------ PROVIDED DATA ------
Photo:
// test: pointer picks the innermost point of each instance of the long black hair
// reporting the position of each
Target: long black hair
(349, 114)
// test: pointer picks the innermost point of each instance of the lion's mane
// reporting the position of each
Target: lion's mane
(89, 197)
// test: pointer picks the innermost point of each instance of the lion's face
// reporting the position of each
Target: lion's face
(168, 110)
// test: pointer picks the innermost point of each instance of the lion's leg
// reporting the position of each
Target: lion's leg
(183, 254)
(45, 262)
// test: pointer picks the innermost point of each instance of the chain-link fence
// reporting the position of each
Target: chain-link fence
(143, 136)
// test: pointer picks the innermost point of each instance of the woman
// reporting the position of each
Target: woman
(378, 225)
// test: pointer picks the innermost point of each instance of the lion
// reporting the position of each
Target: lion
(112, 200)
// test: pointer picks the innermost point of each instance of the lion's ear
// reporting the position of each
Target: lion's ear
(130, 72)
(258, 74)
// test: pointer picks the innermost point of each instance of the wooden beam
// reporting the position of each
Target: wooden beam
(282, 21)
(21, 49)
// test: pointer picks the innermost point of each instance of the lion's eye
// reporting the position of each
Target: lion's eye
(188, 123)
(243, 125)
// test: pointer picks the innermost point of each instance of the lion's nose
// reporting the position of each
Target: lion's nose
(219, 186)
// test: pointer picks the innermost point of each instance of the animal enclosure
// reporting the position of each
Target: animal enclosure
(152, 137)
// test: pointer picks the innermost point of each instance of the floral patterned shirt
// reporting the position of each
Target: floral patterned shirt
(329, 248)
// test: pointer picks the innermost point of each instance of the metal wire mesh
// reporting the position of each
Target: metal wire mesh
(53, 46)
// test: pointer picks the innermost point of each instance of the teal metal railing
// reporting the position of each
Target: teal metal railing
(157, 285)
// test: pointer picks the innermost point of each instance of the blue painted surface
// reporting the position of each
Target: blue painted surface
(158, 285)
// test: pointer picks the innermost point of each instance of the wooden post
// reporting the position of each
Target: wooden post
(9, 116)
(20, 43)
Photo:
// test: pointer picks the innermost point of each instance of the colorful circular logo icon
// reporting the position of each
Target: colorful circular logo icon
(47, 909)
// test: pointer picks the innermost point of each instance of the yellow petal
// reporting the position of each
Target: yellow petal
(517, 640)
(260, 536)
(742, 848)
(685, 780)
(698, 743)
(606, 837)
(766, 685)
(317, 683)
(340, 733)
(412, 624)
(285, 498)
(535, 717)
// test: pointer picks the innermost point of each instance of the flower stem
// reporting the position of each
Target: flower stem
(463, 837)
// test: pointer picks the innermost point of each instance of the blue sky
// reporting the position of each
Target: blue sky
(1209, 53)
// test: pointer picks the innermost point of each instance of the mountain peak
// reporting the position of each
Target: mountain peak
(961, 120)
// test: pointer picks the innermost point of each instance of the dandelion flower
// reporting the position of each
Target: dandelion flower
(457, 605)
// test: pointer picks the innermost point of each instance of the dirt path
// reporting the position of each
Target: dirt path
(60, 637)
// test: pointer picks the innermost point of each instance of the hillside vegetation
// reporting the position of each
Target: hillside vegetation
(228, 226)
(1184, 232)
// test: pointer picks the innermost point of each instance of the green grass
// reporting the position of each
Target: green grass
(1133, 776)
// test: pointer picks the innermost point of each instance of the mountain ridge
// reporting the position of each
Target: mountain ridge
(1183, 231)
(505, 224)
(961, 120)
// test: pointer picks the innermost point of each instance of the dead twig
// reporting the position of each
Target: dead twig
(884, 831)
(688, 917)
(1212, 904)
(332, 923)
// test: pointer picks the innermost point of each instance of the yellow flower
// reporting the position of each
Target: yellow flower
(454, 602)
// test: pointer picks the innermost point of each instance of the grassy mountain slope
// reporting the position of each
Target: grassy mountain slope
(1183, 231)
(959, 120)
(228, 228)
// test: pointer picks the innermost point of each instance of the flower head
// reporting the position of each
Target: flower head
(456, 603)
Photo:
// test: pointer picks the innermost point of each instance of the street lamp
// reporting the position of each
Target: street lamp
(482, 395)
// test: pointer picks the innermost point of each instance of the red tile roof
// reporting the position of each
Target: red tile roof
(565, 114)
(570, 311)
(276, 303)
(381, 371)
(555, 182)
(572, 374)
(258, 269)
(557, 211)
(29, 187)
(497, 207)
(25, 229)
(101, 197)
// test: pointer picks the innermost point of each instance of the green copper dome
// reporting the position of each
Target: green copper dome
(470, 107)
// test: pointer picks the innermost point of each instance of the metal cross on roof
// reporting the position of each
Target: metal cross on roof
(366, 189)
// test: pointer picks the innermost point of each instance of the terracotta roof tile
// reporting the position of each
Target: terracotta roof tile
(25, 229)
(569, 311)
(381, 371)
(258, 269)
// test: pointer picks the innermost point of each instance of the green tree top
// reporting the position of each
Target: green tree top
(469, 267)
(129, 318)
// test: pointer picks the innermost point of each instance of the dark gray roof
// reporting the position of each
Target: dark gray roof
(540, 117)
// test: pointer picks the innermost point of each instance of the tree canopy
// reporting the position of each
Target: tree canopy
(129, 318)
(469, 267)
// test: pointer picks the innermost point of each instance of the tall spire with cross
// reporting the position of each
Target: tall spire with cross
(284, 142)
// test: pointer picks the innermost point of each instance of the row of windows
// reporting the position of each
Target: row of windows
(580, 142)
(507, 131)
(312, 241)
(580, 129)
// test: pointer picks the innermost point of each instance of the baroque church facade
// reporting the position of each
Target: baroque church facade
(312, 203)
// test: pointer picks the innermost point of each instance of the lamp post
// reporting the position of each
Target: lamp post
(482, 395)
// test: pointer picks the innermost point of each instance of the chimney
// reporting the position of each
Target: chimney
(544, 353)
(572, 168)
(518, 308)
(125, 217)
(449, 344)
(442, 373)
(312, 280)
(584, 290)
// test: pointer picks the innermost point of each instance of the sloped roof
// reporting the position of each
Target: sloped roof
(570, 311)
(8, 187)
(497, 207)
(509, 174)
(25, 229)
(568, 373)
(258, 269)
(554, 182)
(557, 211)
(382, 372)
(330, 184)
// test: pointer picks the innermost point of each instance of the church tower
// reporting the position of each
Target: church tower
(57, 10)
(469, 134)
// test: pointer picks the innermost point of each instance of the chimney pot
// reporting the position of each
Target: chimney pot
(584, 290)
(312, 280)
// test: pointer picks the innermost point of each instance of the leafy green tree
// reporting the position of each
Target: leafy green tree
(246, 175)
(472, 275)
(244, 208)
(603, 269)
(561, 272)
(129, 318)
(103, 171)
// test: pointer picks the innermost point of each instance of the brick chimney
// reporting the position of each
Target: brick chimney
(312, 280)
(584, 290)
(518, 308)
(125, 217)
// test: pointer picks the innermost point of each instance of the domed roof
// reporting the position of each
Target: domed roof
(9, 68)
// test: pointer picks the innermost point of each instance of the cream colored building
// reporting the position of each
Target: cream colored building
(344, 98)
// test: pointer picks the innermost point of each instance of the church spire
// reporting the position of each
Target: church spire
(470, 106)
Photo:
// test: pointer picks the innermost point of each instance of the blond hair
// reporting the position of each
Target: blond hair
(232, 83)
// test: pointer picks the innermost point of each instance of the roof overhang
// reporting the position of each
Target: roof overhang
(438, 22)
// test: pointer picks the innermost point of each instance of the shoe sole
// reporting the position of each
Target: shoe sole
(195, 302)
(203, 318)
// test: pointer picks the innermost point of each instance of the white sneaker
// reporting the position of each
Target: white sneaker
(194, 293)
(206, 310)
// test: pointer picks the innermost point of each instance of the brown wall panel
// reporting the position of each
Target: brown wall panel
------
Print every line of the records above without a single difference.

**RESULT**
Photo:
// test: pointer picks the innermost point of each instance of the long black hair
// reporting the position of each
Target: long black hair
(349, 114)
// test: pointer picks the innermost point of each instance of the lion's mane
// reporting the position of each
Target: lion's mane
(89, 197)
// test: pointer picks the innermost point of each instance of the lion's face
// reporting the position of each
Target: lion's face
(168, 110)
// test: pointer picks the innermost point of each instance of the lion's leg
// reporting the position of each
Target: lion's leg
(183, 254)
(45, 262)
// test: pointer picks the innermost point of each instance of the chain-link fence
// reporting the position of each
Target: chain-link fence
(143, 136)
// test: pointer picks the innermost point of each instance of the woman
// reporting the position of each
Target: woman
(378, 225)
// test: pointer picks the innermost point of each instance of the lion
// reporting the position of each
Target: lion
(112, 200)
// test: pointer picks the innermost point of each instance of the lion's ear
// reporting the position of each
Target: lion's ear
(130, 72)
(258, 74)
// test: pointer picks the innermost point of each instance of the wooden beam
// reporting the position of each
Target: wooden beam
(282, 21)
(21, 49)
// test: pointer picks the innermost point of each instance of the lion's eye
// reporting the position of each
Target: lion's eye
(188, 123)
(243, 125)
// test: pointer picks the innermost point of each instance of the lion's nose
// reporting the position of each
Target: lion's nose
(219, 186)
// test: pointer picks the innermost point of each instance of the animal enclosure
// reporting the position of each
Target: animal enclosure
(152, 137)
// test: pointer picks the innermost point of each instance of the floral patterned shirt
// reporting the position of each
Target: floral patterned shirt
(329, 248)
// test: pointer picks the innermost point of each instance of the metal wire mesh
// reporting the position of each
Target: metal wire mesh
(53, 46)
// test: pointer picks the innermost point of each instance of the teal metal railing
// reporting the position of each
Target: teal metal railing
(157, 285)
// test: pointer picks the innermost point of each instance of the blue painted surface
// reporting the position of each
Target: blue painted surface
(158, 285)
// test: pointer picks the innermost point of each instance of the wooden post
// reporting the position of each
Target: wooden post
(9, 116)
(20, 43)
Photo:
// test: pointer picks the innermost point of each instance of the colorful circular logo icon
// reporting the position of each
Target: colorful circular logo icon
(47, 909)
// test: pointer picks the innermost point of each instance of the yellow petal
// reporting the position of each
Target: yellow petal
(517, 640)
(260, 536)
(742, 848)
(685, 780)
(698, 743)
(606, 837)
(766, 685)
(317, 683)
(340, 733)
(412, 624)
(285, 498)
(535, 717)
// test: pointer picks the innermost point of each instance of the flower stem
// reporting the position of each
Target: flower stem
(463, 837)
// test: pointer picks the innermost point of each instance of the blue sky
// reporting the position of each
Target: blue sky
(1209, 53)
// test: pointer picks the innermost point of each instance of the mountain peak
// reporting the position of each
Target: mountain peak
(961, 120)
// test: pointer picks the innermost point of each instance of the dandelion flower
// reporting the position of each
Target: dandelion flower
(457, 605)
// test: pointer picks the innermost point of each instance of the dirt path
// reporting the position of each
Target: dirt path
(60, 637)
// test: pointer picks the innermost point of each instance of the hillside vegetation
// reporting the position of each
Target: hillside vegetation
(228, 226)
(1184, 232)
// test: pointer picks the innermost point of each instance of the green grass
// reporting the position of each
Target: green grass
(1133, 776)
// test: pointer picks the innermost point of each instance of the mountain ridge
// reporting the position of each
Target: mountain ridge
(1183, 231)
(505, 224)
(961, 120)
// test: pointer picks the innermost point of each instance of the dead twig
// reporting the position of each
Target: dead twig
(884, 831)
(688, 917)
(1212, 904)
(332, 923)
// test: pointer picks the innermost point of each instance of the yellow flower
// reporting the position of each
Target: yellow flower
(454, 602)
// test: pointer picks the innermost point of each instance of the grassy mountain slope
// reporting the position of each
Target: grassy mountain slope
(1183, 231)
(959, 120)
(228, 228)
// test: pointer picks the innermost point of each instance of the flower head
// reporting the position of each
Target: flower head
(456, 603)
Photo:
// test: pointer picks the innermost point of each instance of the street lamp
// reporting the position of each
Target: street lamp
(482, 395)
// test: pointer picks the innermost point of each instance of the red tile roof
// reporting the position of each
Target: red tile roof
(565, 114)
(570, 311)
(276, 303)
(381, 371)
(555, 182)
(572, 374)
(258, 269)
(557, 211)
(29, 187)
(497, 207)
(25, 229)
(101, 197)
// test: pointer picks the innermost point of each instance of the green copper dome
// reporting the position of each
Target: green copper dome
(470, 107)
// test: pointer picks the innermost point of each instance of the metal cross on roof
// reporting the position of each
Target: metal cross on roof
(366, 189)
// test: pointer picks the innermost point of each instance of the terracotta roof tile
// reporting the position of each
Target: terracotta roof tile
(25, 229)
(569, 311)
(381, 371)
(258, 269)
// test: pointer picks the innermost point of each instance of the green tree top
// reporting the position of each
Target: green tree top
(469, 267)
(129, 318)
// test: pointer picks the innermost point of each instance of the dark gray roof
// reporting the position of each
Target: dark gray roof
(540, 117)
// test: pointer picks the innermost point of each instance of the tree canopy
// reporting the position of each
Target: tree canopy
(129, 318)
(469, 267)
// test: pointer picks the innermost point of each instance of the tall spire with cross
// reporting the position of each
Target: tall spire with cross
(284, 142)
// test: pointer picks the innermost point of each instance of the row of windows
// reporting the position of each
Target: row of windows
(580, 142)
(507, 131)
(312, 241)
(580, 129)
// test: pointer picks the innermost point of each instance of the baroque church facade
// reporting the position of each
Target: baroque church facade
(312, 203)
// test: pointer picks the innermost point of each instance of the lamp post
// reporting the position of each
Target: lamp post
(482, 395)
// test: pointer picks the innermost point of each instance of the chimney
// reporting the position of each
Target: chimney
(544, 353)
(572, 168)
(518, 308)
(125, 217)
(449, 344)
(442, 373)
(312, 280)
(584, 290)
// test: pointer picks the innermost point of each instance of the sloped roof
// reporting the position of each
Target: sloped roof
(570, 311)
(8, 187)
(497, 207)
(509, 174)
(25, 229)
(568, 373)
(258, 269)
(554, 182)
(557, 211)
(382, 372)
(330, 184)
// test: pointer picks the innermost point of each instance of the church tower
// reporting the position of each
Target: church tower
(57, 10)
(469, 134)
// test: pointer picks the innermost point of each instance of the chimney pot
// reporting the position of each
Target: chimney pot
(584, 290)
(312, 280)
// test: pointer picks the innermost point of each instance of the leafy green tree
// reporting the position of each
Target: leafy green tree
(246, 175)
(472, 275)
(244, 208)
(603, 269)
(561, 272)
(129, 318)
(103, 171)
// test: pointer picks the innermost point of each instance of the brick chimney
// reporting the position of each
Target: brick chimney
(312, 280)
(584, 290)
(518, 308)
(125, 217)
// test: pointer picks the innermost point of each instance of the domed roof
// reporting the position of each
Target: domed roof
(9, 68)
// test: pointer picks the innermost point of each instance of the cream colored building
// reporting the position of each
Target: cream colored building
(344, 98)
// test: pointer picks the innermost point of each instance of the church spire
// reporting the position of each
Target: church spire
(470, 106)
Photo:
// test: pointer picks the innermost point of each instance of the blond hair
// reporting the position of each
Target: blond hair
(232, 83)
// test: pointer picks the innermost point of each instance of the roof overhang
// reporting the position of each
Target: roof overhang
(438, 22)
// test: pointer picks the innermost point of each instance of the shoe sole
// reporting the position of each
Target: shoe sole
(195, 302)
(203, 318)
// test: pointer picks the innermost point of each instance of the white sneaker
// reporting the position of each
Target: white sneaker
(194, 293)
(206, 310)
// test: pointer picks the innermost point of each instance of the brown wall panel
// reporting the position of each
Target: brown wall panel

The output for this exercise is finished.